Directions:
Count the lines in the entries below that contain the word "blanket", treating uppercase and lowercase as different, and give only the number.

Records for the exercise:
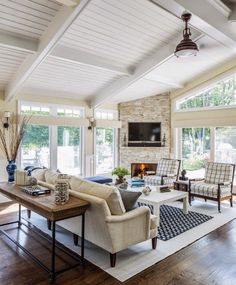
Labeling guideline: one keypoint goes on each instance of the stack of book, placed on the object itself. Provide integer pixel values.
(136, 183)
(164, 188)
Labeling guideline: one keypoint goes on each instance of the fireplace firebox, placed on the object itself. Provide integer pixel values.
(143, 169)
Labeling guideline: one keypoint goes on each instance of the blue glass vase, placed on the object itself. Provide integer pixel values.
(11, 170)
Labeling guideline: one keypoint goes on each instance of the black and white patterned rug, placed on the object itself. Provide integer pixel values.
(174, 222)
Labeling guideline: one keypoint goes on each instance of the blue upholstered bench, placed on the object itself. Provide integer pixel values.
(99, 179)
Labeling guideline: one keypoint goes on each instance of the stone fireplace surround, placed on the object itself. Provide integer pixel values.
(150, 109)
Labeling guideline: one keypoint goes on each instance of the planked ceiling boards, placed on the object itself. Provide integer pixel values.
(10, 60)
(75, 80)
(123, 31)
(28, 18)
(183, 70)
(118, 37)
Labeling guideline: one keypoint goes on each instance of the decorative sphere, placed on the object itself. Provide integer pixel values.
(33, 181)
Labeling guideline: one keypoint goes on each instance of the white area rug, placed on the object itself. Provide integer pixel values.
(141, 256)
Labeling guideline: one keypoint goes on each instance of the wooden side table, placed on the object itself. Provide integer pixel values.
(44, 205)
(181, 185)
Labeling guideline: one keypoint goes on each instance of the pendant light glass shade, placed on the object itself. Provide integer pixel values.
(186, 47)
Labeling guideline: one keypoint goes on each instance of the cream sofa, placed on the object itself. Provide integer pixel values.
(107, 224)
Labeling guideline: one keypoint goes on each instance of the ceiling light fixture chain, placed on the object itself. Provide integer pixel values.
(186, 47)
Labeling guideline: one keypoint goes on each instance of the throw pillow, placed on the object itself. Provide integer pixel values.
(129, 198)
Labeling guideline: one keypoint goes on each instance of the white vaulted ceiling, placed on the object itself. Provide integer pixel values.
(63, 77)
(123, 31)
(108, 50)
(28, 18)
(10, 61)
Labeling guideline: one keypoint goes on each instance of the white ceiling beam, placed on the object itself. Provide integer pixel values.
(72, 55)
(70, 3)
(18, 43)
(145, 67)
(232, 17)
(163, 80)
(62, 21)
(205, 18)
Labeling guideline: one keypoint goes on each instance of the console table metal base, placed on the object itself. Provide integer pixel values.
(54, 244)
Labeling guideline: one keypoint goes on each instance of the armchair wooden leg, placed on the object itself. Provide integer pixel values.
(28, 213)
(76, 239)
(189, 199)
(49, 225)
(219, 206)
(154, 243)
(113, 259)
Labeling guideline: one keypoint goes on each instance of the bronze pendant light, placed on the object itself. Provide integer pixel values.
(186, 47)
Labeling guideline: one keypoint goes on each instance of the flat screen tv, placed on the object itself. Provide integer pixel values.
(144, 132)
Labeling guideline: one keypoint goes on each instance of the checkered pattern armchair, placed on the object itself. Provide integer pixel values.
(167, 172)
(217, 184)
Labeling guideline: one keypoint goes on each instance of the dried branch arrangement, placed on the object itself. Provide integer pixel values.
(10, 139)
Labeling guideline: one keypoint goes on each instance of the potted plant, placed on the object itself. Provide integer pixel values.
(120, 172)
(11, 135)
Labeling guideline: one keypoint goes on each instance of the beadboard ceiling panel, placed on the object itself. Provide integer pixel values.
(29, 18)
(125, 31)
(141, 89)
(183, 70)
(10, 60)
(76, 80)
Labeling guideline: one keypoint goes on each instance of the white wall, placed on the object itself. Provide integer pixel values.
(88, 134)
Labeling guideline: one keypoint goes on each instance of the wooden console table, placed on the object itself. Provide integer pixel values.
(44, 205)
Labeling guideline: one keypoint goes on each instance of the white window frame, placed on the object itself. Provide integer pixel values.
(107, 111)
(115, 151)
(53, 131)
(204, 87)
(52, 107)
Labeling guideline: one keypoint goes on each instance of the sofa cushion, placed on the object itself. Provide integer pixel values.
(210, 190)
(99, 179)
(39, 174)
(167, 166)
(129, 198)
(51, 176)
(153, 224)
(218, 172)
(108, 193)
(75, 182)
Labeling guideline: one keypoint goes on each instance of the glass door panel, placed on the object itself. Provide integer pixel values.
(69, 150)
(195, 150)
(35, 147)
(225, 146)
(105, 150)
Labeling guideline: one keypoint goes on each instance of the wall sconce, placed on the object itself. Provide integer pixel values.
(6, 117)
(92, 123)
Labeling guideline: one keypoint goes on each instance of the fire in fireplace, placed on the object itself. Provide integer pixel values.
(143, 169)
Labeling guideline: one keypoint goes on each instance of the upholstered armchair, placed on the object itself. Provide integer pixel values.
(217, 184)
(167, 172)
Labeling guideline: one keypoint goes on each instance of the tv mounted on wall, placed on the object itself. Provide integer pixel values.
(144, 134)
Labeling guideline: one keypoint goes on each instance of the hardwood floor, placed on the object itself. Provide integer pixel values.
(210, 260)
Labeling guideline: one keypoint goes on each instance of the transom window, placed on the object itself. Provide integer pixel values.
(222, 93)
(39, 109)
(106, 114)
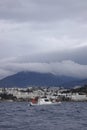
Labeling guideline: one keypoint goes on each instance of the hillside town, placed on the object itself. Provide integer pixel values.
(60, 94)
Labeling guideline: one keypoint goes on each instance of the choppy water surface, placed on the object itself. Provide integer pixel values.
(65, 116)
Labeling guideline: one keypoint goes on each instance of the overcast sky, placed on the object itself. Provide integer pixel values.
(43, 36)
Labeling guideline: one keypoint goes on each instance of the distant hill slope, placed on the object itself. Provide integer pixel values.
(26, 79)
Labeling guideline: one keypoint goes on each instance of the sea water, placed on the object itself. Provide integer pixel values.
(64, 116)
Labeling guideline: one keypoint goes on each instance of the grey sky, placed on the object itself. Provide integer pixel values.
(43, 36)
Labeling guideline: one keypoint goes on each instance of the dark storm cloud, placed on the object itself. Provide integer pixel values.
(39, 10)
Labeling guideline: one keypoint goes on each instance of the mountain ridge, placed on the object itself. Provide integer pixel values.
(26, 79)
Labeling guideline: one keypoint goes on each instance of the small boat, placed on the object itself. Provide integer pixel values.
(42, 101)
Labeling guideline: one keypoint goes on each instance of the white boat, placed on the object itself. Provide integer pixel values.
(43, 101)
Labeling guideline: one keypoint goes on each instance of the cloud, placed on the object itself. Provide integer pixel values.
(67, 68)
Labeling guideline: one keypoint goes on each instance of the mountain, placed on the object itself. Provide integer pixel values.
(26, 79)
---
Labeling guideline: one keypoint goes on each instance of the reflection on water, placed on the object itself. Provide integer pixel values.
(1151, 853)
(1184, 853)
* * *
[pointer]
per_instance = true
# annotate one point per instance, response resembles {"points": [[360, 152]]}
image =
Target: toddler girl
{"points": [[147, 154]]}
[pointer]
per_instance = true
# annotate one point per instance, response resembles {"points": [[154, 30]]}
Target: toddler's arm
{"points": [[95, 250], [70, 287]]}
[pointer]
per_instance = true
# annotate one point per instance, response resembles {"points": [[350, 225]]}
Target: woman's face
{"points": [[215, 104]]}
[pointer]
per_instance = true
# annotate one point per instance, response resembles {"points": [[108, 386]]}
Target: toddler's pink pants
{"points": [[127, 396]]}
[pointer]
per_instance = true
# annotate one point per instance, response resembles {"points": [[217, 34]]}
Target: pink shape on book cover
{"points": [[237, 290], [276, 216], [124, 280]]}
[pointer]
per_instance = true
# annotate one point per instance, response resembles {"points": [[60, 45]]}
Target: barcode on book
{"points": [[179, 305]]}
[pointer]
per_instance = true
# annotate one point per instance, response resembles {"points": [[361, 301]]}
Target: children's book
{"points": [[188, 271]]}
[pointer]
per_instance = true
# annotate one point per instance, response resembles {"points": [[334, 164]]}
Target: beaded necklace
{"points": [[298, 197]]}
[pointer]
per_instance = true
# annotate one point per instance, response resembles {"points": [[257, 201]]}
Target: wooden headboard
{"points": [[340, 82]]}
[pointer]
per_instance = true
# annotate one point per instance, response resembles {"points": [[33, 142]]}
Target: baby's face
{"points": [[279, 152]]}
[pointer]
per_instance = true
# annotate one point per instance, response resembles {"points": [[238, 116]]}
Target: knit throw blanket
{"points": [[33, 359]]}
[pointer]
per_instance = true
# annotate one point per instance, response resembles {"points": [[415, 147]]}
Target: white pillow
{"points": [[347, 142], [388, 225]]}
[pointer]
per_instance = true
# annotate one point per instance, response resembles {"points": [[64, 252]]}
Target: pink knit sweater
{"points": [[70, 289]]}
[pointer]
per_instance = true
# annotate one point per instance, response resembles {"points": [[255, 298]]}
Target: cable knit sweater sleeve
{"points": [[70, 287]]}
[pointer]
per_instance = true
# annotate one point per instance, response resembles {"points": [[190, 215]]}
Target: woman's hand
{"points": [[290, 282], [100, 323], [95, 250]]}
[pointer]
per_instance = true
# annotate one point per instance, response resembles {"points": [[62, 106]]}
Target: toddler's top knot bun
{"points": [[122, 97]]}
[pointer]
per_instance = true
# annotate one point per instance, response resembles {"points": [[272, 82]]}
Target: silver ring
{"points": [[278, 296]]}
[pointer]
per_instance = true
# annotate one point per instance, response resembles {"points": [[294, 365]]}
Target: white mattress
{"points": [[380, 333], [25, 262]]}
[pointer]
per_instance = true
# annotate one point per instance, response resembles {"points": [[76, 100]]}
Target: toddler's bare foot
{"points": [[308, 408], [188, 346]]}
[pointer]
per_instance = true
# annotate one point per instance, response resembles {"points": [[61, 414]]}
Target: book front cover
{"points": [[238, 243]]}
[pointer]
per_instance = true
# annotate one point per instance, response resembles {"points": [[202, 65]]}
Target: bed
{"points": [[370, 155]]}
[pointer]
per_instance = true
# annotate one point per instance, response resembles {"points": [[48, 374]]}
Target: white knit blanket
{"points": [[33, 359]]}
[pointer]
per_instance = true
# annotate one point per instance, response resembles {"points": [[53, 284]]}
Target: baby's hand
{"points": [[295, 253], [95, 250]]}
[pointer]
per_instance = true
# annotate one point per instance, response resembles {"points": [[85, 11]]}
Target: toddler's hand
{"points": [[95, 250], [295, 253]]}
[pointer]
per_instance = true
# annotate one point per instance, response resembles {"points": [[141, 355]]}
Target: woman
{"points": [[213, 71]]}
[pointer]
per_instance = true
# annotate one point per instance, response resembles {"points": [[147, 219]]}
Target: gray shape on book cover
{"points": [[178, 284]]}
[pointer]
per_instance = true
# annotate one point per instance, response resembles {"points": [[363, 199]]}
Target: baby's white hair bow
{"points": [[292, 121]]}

Solution for this task:
2